[DOCUMENT EXCERPT]
# # # # #

Howard got his vision of the shelf with the GST (though some shocked advisors mistook it for an hallucination). But though the reform had the support of most of the economics profession, and attractive as it seemed in principle, it displaced lots more important tax reforms.
For the amount of political capital Howard spent on GST we could have got far more economic and social benefit from more imaginative reforms, like taxes on inheritance, pollution and traffic congestion on our roads (raising revenue which could be returned to us as lower taxes elsewhere). And when it comes to cutting income tax, the highest effective marginal rates aren’t for high income earners, but for those in ‘poverty traps’ who lose welfare benefits just as they start paying tax on any wages if they get work.
But as its degree of difficulty escalated, the tax package got worse. As exemptions were negotiated the GST grew in complexity compromising one of its two big selling points. And the lavish personal tax cuts necessary to make the package electorally palatable removed the prospect that alleviating poverty traps would be a major part of the package. It was time to walk away. But that didn’t fit the political script.
Other details of the package were cobbled together at the end of the process like the halving of capital gains tax which drove the property boom from which we’ve so far been extracting ourselves with our Reserve Bank’s now usual mix of skill and luck.

# # # # #

[DATA SHOWN]

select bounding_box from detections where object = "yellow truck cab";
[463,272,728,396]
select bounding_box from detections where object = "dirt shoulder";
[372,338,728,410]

# # # # #

According to the commentary on Howard's GST reform, why was one of the GST's two big selling points compromised? Answer in one to three sentences. Rely solely on the text about Howard's GST reform, not on the material.

As exemptions were negotiated, the GST grew in complexity. That growing complexity compromised one of its two big selling points.